» TASKS TO CARRY OUT
1: Echo the part of the calculus forum thread that opens with the words containing "HMM?u knw integration" and closes with "and clues given?????????".
2: Translate this sentence from the calculus forum thread into Spanish: "20 m of wire is available to fence off a flower bed in the form of a circular sector."

» TEXT TO READ
####################

I'm not quite sure what the question is asking... anybody else know? :P
well u think abt it lets go to thenext one then
3.Prove that the fn f(x)=2sinx +tanx -3x is increasing in the interval (-90,90)
Is the paper a square?
dunno i hav only the info in the qn
acces any idea abt the 3rd qn?
i graphed it, it doesnt really look like that function is even increasing in that interval...
oh thn how?
pls try again i am sure the qn is crct
odd, the derivative is always positive on the interval (so the function should be increasing), but the actual function itself looks like its decreasing on the graph? o.O
wel u think ovr abt that one too next qn
Find the intervals of monotonicity of the function y=2x^2-log|x|,x!=0 .Hence find the points of maximum and minimum
you'd find the derivative and set it equal to 0... except im not sure on the absolute value there. 2x^2 - log|x| derivative of 2x^2 is 4x, the derivative of log(x) is 1/(x*ln(10))... but that absolute value gets me
y?? it is said in qn dont consider case of 0
oh, not only =0, also points where graph is undefined* the question only says x=/= 0
if i knew the derivative of log|x|, i could possibly give you a better explanation using an example but points where the derivative is undefined are also critical points when the function exists at that point
derivative of log mod x is 1/x
uhh, sorry, not sure i can help you with these questions. they're a bit outside of what i know. :)
20 m of wire is available to fence off a flower bed in the form of a circular sector.what must be the radius of the circle oif we wish to have a flower bed with greatest possible area?
May I help?
You may help. :) I have an idea of how to do that last one, unless that's what you know. :P
both of u bring in ur best n fast :P
As there are 20 m fence, 2r pi =20, r=10 A=r^2 pi A'=2 pi r A''= 2pi >0 therefore, max A occurs at r=10 A=(10)(10) pi =314
its not a full circle, but a sector of a circle
wt u think access?
tell ur method
So, the perimeter of the sector is: P = 2r + rt (t := angle between radii that make up the sector). P is also given to be 20. 20 = 2r + rt The area of the sector is A = r^2 t/2. If we use substitution to get a function of t with respect to r... 20 = 2r + rt 20 = r(2 + t) r=/=0 20/r = 2 + t 20/r - 2 = t A = r^2 (20/r - 2) / 2 = ( 20r^2 / r - 2r^2 ) / 2 = 10r - r^2 A' = 10 - 2r 10 - 2r = 0 -2r = -10 r = 5
yey thx a lot
do post here if u get better attempts on the qns we skipped
i actually found the solution online for the one concerning the page and print matter the answer just isnt intuitive for me, trying to think of a way to explain it. they basically used a function of area of the page to the x-value (substitution from k=xy) and minimized the area of the page
Any other question?
HMM?u knw integration and differentiation?
No, but the type of questions u posted, I think I can solve by any other method also.
did u get the book qn?
Which one? The "Page" Question????????
See bhai, @AccessDenied answer is right. But after that, how to proceed not exactly getting. What to find next????????????? Any more options and clues given?????????
In that case, @AccessDenied answer is rite.
can u help with that page qn?
ok. lemme try first. i didn't read the whole post was it resolved?
wt to do next?

####################

» Source data
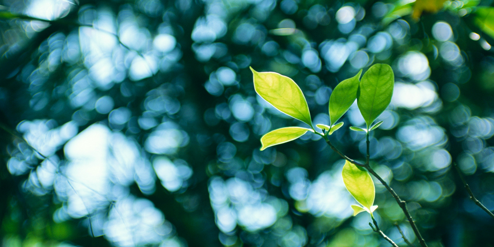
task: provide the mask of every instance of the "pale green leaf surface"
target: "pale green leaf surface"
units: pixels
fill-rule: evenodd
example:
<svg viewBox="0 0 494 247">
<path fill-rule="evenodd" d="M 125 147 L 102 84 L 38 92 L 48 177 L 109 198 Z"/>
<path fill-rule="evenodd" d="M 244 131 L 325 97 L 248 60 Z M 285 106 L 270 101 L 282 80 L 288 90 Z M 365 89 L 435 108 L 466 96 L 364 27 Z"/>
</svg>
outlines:
<svg viewBox="0 0 494 247">
<path fill-rule="evenodd" d="M 474 23 L 484 33 L 494 38 L 494 7 L 478 7 Z"/>
<path fill-rule="evenodd" d="M 331 127 L 331 130 L 329 130 L 329 134 L 332 135 L 333 132 L 341 128 L 341 126 L 343 126 L 343 124 L 344 124 L 343 122 L 341 122 L 333 125 L 333 126 Z"/>
<path fill-rule="evenodd" d="M 309 106 L 302 90 L 290 78 L 274 72 L 257 72 L 251 67 L 255 91 L 280 111 L 312 127 Z"/>
<path fill-rule="evenodd" d="M 261 137 L 261 143 L 262 144 L 261 151 L 272 146 L 295 140 L 307 131 L 313 132 L 313 130 L 300 127 L 286 127 L 275 129 Z"/>
<path fill-rule="evenodd" d="M 374 64 L 362 77 L 357 104 L 367 129 L 391 102 L 395 76 L 391 66 Z"/>
<path fill-rule="evenodd" d="M 338 84 L 329 97 L 329 124 L 336 122 L 348 110 L 357 99 L 357 91 L 362 70 L 355 76 Z"/>
<path fill-rule="evenodd" d="M 366 210 L 363 207 L 358 206 L 358 205 L 352 205 L 350 206 L 352 207 L 352 209 L 353 209 L 353 216 L 355 216 L 359 213 L 362 212 Z"/>
<path fill-rule="evenodd" d="M 365 207 L 370 209 L 374 204 L 375 188 L 370 175 L 366 170 L 346 161 L 341 175 L 346 189 L 355 200 Z"/>
<path fill-rule="evenodd" d="M 370 129 L 369 129 L 369 131 L 370 131 L 370 130 L 373 130 L 377 128 L 377 127 L 380 126 L 382 124 L 382 121 L 379 121 L 377 122 L 377 123 L 376 123 L 376 124 L 372 125 L 372 127 L 370 127 Z"/>
<path fill-rule="evenodd" d="M 318 128 L 320 128 L 320 129 L 324 129 L 325 130 L 326 130 L 327 131 L 328 130 L 329 130 L 329 129 L 331 128 L 330 126 L 328 126 L 328 125 L 327 125 L 326 124 L 316 124 L 316 126 L 317 127 L 318 127 Z"/>
<path fill-rule="evenodd" d="M 355 131 L 364 131 L 367 132 L 367 130 L 365 128 L 361 128 L 360 127 L 355 127 L 354 126 L 350 126 L 350 129 L 352 130 Z"/>
</svg>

####################

» THE REPLIES
1:
HMM?u knw integration and differentiation?
No, but the type of questions u posted, I think I can solve by any other method also.
did u get the book qn?
Which one? The "Page" Question????????
See bhai, @AccessDenied answer is right. But after that, how to proceed not exactly getting. What to find next????????????? Any more options and clues given?????????

2: Se dispone de 20 m de alambre para cercar un macizo de flores en forma de sector circular.